▶ _Directive 1_
Decide whether each statement agrees with the squatting thread, answering yes or no and quoting the deciding words: (a) the poster believes nobody has lived in the house for at least a year; (b) the house is about ten miles from where the poster now lives; (c) the poster's aolsearch turned up clear information on NC squatting laws.

▶ _Quoted text_
# question from a noob



## xsjado (Dec 9, 2008)

there is a house that i want to squat about a mile from the place that i am currently living in that no one (to my knowledge) has lives in for at least a year, when/if i moved in would the only way to have me removed be to have the legal owners evict me? this would only be a temporary squat for me tho because me and a couple of my friends have planned to head either north or west in January, which is quoted by Brandon (miracalesunrise) this story of our first trainhopping attempt [ame="http://squattheplanet.com/showthread.php?t=5500"]So last night... - Squat the Planet Forums[/ame] any who ive tried to find NC squatting laws and rights via aolsearch but everything that comes up seems pretty vague and unclear to me. all help is greatly appreciated. 

thanx.

Jonathan


----------



## IBRRHOBO (Dec 10, 2008)

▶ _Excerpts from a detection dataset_

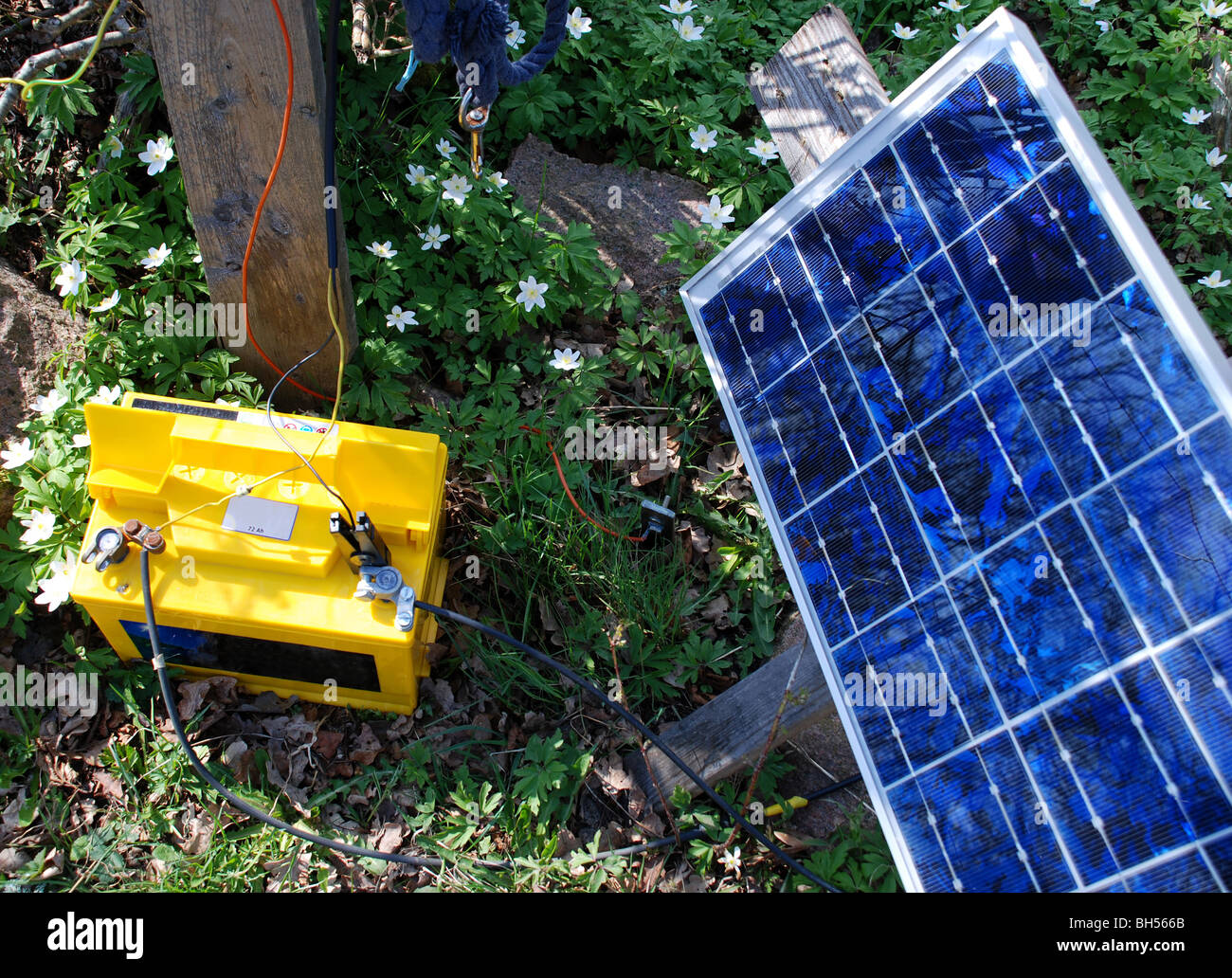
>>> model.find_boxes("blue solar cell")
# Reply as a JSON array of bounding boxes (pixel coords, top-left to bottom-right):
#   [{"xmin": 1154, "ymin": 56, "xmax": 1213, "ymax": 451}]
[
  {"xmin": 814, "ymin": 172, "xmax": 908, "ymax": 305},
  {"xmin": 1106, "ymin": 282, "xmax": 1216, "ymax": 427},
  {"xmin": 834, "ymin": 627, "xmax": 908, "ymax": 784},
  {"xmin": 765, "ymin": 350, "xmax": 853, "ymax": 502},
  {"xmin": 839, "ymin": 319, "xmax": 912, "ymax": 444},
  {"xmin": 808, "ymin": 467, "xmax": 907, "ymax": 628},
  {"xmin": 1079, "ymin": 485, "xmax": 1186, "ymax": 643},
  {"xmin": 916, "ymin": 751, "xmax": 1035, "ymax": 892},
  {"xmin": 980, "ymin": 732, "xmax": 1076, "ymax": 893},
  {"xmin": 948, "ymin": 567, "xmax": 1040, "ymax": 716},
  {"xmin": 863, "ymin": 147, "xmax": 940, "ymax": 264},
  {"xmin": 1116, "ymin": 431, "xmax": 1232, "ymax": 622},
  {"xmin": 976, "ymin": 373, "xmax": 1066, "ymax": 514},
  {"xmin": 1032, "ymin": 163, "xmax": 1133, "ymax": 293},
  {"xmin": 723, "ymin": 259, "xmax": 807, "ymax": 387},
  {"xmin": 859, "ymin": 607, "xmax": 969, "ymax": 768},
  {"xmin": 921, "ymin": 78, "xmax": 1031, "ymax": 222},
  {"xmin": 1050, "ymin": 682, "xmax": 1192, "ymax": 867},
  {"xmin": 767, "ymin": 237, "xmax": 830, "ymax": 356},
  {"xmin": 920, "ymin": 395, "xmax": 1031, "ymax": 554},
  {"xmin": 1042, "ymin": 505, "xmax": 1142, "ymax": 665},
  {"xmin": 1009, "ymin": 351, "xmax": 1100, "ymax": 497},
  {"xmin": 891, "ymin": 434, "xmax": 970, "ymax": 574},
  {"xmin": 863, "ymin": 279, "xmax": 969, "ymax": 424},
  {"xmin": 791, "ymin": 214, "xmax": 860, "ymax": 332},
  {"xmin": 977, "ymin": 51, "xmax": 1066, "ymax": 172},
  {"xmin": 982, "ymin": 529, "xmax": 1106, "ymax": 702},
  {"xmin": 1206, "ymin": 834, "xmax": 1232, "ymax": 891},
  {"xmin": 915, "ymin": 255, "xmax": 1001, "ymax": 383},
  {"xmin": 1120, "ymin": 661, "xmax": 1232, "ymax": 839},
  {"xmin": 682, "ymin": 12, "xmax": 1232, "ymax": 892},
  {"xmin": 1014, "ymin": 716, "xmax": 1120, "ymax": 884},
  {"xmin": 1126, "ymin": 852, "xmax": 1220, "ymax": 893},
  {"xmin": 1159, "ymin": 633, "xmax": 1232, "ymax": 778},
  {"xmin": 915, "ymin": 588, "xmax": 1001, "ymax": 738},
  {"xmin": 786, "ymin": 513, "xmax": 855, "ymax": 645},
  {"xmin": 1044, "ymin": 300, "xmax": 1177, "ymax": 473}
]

--

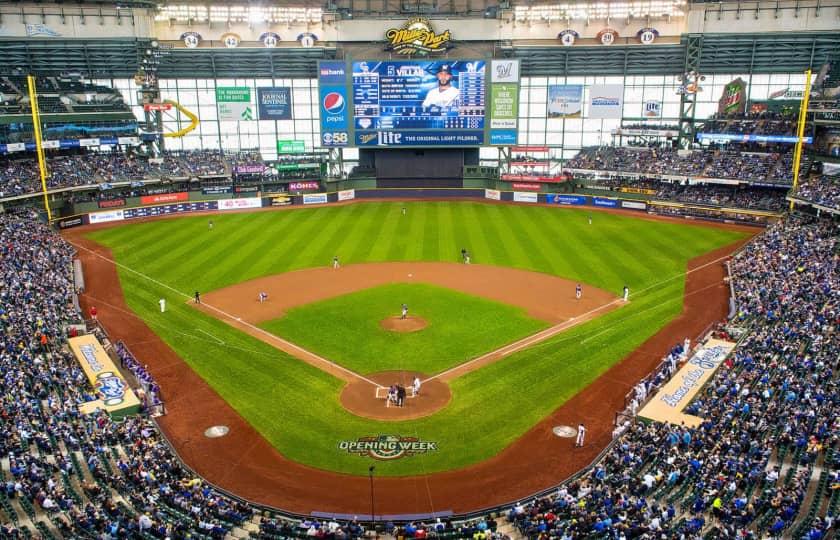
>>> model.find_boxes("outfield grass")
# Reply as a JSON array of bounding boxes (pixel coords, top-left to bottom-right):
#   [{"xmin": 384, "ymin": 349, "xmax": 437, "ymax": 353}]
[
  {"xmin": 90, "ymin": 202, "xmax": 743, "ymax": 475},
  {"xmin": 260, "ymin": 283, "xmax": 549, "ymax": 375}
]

* * *

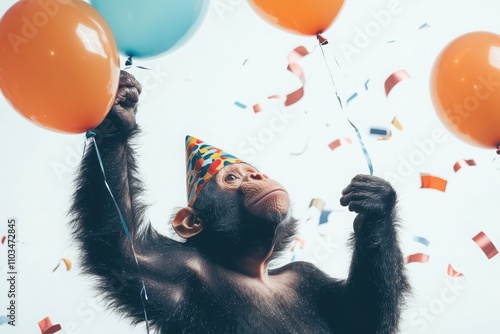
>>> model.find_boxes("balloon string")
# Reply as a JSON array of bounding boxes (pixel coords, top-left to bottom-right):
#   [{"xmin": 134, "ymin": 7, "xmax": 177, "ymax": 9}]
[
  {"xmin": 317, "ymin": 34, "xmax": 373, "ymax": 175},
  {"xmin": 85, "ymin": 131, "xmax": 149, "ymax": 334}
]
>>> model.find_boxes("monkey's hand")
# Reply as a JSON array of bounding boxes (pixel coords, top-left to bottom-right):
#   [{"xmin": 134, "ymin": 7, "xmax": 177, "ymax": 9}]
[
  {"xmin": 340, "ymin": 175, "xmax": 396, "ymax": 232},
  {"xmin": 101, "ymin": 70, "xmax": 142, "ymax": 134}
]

▶ _Directive 2_
Pick out each line of the records containing the string "model". Case counts.

▶ _Written response 1_
(a) Yes: "no one (to my knowledge) has lives in for at least a year"
(b) No: "about a mile from the place that i am currently living in"
(c) No: "everything that comes up seems pretty vague and unclear to me"

▶ _Written response 2_
>>> model.find_boxes("blue solar cell")
>>> model.find_boxes("outfield grass")
>>> model.find_boxes("balloon string")
>>> model.find_boxes("monkey's hand")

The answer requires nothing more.